● TASK TO CARRY OUT: Go through the listing below and output exactly the line with "Target: waterfall", the line with "Note: spot the green", and each line between; omit the rest.

● DATASET CONTENT:
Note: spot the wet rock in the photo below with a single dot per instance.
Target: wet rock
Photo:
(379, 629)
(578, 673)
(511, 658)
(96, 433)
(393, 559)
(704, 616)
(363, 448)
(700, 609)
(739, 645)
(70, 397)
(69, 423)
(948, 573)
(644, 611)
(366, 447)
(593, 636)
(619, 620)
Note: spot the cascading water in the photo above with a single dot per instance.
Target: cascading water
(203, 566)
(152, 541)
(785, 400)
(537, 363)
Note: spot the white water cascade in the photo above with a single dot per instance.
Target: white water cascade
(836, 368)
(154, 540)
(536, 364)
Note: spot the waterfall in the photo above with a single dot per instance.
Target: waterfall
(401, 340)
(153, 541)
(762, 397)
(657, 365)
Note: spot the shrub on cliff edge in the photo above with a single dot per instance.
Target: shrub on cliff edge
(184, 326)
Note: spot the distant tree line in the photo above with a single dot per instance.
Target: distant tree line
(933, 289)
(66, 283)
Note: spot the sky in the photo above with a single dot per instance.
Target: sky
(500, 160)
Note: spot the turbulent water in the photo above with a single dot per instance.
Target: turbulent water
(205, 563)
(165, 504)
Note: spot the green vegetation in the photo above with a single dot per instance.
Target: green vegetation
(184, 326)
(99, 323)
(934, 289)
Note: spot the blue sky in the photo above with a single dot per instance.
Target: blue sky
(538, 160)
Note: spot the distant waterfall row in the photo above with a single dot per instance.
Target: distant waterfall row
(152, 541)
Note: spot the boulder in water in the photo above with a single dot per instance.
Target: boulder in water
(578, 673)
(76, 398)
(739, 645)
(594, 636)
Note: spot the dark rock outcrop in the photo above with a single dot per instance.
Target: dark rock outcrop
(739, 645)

● EXERCISE RESULT:
Target: waterfall
(401, 340)
(153, 541)
(762, 397)
(657, 365)
Note: spot the shrub on cliff edge in the photo above with a single dot per instance.
Target: shrub on cliff edge
(184, 326)
Note: spot the distant tree line in the photo above with a single dot per instance.
Target: distant tree line
(933, 289)
(66, 283)
Note: spot the sky in the photo above with a single dot per instance.
Target: sky
(500, 160)
Note: spot the turbulent water in the photo above with a single dot per instance.
Target: turbulent water
(205, 563)
(165, 504)
Note: spot the green vegetation in the photo above with a single dot per instance.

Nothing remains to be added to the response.